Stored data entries
···

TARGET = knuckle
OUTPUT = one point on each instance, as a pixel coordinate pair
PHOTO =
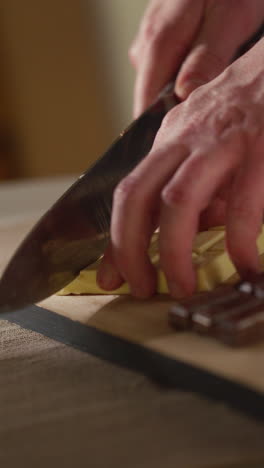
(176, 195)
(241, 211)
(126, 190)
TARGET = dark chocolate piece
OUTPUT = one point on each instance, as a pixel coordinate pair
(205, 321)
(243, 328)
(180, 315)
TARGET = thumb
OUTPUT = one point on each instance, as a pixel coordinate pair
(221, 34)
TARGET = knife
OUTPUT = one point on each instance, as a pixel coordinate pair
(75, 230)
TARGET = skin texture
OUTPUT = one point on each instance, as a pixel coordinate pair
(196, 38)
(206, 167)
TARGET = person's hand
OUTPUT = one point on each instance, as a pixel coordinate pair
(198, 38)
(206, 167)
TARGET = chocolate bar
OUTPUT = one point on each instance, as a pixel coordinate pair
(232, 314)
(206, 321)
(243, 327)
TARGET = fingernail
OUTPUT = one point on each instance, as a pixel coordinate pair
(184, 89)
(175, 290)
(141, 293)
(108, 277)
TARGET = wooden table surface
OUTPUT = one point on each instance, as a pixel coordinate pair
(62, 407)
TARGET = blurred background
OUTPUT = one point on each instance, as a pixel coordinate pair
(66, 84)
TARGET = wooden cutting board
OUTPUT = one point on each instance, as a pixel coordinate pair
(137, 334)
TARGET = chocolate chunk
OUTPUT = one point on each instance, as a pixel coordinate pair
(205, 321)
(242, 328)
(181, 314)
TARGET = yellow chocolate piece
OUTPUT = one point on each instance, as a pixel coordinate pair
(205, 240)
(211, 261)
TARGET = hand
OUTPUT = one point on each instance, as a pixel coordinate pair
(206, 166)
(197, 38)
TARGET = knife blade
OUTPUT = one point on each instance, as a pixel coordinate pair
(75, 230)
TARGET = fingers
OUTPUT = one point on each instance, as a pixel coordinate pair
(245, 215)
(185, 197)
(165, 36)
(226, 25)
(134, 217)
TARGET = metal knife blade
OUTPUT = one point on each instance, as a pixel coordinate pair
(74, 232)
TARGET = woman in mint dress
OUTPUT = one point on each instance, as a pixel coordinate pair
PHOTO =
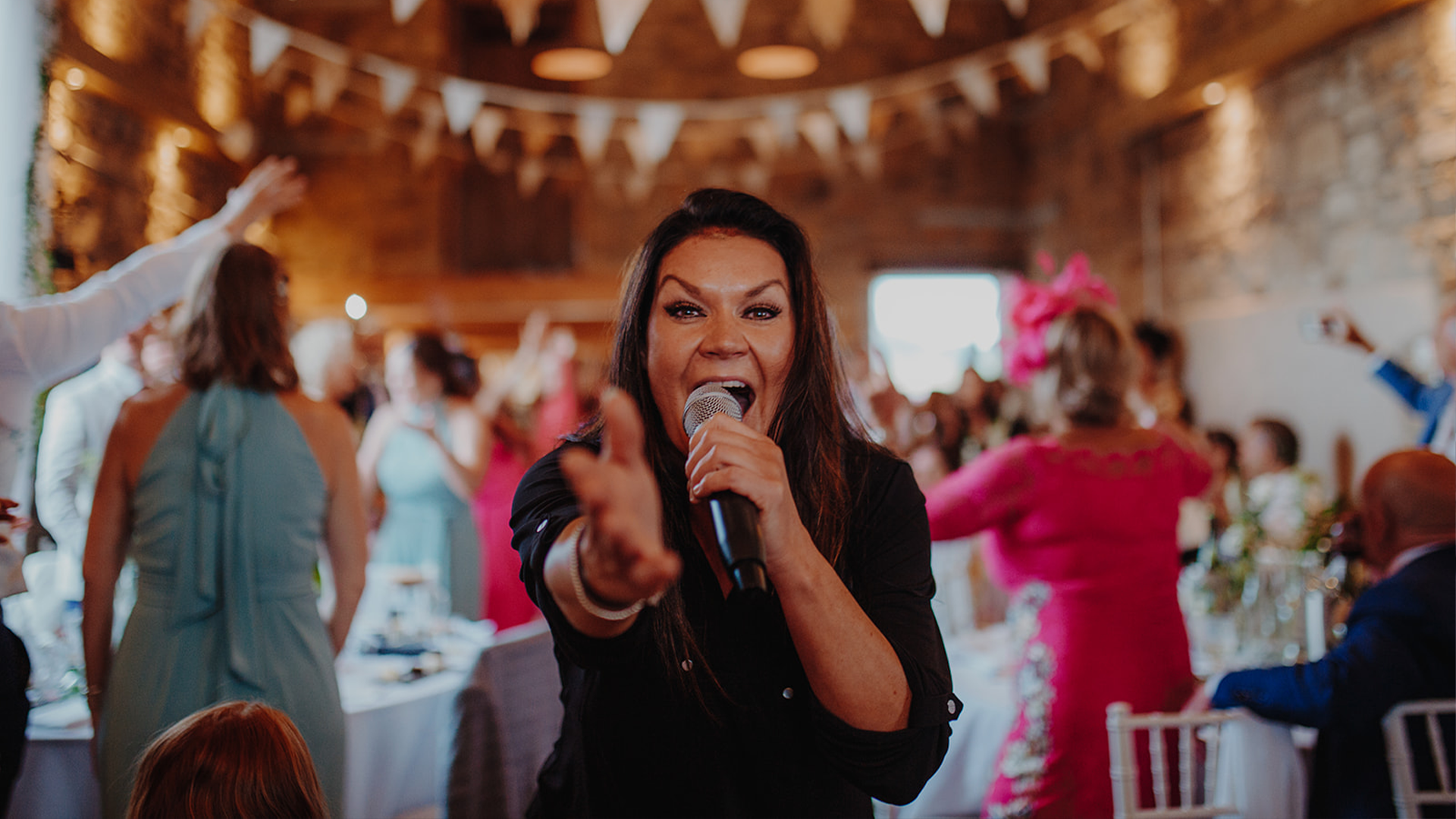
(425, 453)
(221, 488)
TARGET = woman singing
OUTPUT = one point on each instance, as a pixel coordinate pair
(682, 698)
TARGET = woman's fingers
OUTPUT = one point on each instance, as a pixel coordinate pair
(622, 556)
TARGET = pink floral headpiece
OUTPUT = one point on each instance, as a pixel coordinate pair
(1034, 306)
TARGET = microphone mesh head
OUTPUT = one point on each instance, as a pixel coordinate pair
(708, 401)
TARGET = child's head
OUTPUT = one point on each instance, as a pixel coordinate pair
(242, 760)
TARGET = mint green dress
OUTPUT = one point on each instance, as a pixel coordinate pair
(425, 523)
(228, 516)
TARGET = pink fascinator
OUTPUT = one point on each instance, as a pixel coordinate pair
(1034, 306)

···

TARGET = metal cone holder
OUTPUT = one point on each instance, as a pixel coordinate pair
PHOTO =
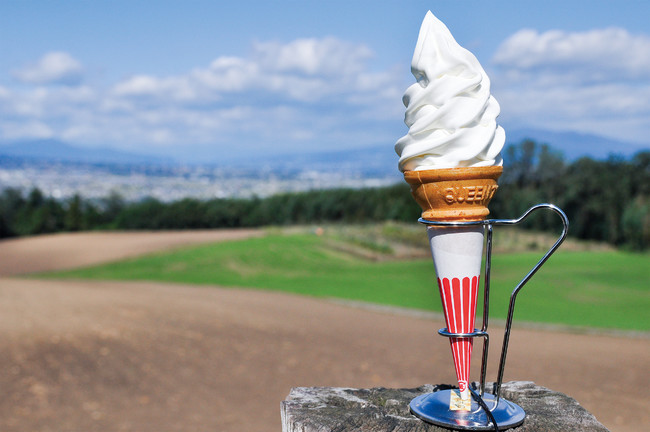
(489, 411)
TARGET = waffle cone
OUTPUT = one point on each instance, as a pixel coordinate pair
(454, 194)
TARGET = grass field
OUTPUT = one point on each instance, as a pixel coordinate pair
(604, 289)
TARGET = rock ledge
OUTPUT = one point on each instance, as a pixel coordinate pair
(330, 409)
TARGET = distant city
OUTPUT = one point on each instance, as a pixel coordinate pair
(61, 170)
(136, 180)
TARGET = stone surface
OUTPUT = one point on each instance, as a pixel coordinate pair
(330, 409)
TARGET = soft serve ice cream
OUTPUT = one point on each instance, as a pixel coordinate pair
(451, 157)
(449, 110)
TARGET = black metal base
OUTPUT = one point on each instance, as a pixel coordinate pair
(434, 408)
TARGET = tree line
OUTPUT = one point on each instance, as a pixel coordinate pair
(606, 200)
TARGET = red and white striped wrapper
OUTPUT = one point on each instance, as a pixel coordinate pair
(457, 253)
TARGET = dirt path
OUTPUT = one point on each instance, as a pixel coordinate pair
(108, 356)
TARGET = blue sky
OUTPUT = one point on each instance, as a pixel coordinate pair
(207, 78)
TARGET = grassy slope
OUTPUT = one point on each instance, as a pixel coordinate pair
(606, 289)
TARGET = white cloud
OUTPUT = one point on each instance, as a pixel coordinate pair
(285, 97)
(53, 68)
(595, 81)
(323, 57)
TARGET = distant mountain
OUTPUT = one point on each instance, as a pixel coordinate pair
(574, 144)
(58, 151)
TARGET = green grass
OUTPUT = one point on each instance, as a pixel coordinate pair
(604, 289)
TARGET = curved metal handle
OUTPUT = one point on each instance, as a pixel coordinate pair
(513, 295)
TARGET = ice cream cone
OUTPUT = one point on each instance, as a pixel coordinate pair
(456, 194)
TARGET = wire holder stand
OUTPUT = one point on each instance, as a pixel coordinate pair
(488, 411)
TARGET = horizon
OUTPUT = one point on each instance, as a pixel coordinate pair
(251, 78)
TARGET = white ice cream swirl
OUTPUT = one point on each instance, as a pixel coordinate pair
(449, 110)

···

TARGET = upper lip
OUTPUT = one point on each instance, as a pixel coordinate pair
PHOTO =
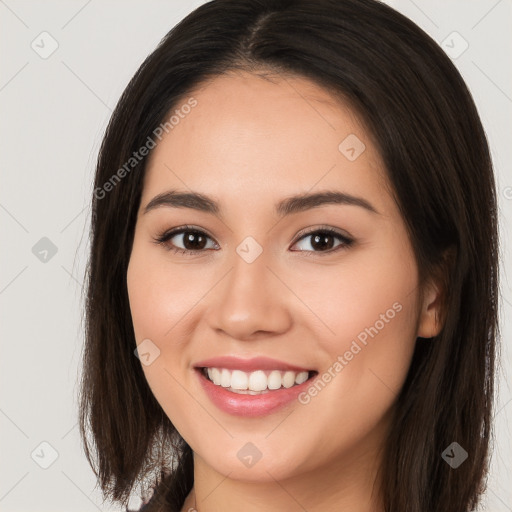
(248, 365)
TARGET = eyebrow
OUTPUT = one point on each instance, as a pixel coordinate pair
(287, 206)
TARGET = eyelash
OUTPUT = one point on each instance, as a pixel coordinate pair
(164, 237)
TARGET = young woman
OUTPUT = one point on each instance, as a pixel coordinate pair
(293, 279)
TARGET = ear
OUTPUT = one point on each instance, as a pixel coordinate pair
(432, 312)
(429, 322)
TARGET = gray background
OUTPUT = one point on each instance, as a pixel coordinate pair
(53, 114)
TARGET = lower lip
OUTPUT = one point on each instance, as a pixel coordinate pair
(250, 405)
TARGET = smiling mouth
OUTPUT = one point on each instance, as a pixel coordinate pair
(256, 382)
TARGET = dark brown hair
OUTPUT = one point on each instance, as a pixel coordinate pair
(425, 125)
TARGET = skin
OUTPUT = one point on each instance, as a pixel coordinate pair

···

# What the exercise asks
Copy each line above that has the word "white".

# Answer to this problem
TARGET = red and white striped wrapper
TARGET = white cloud
TARGET = white ice cream swirl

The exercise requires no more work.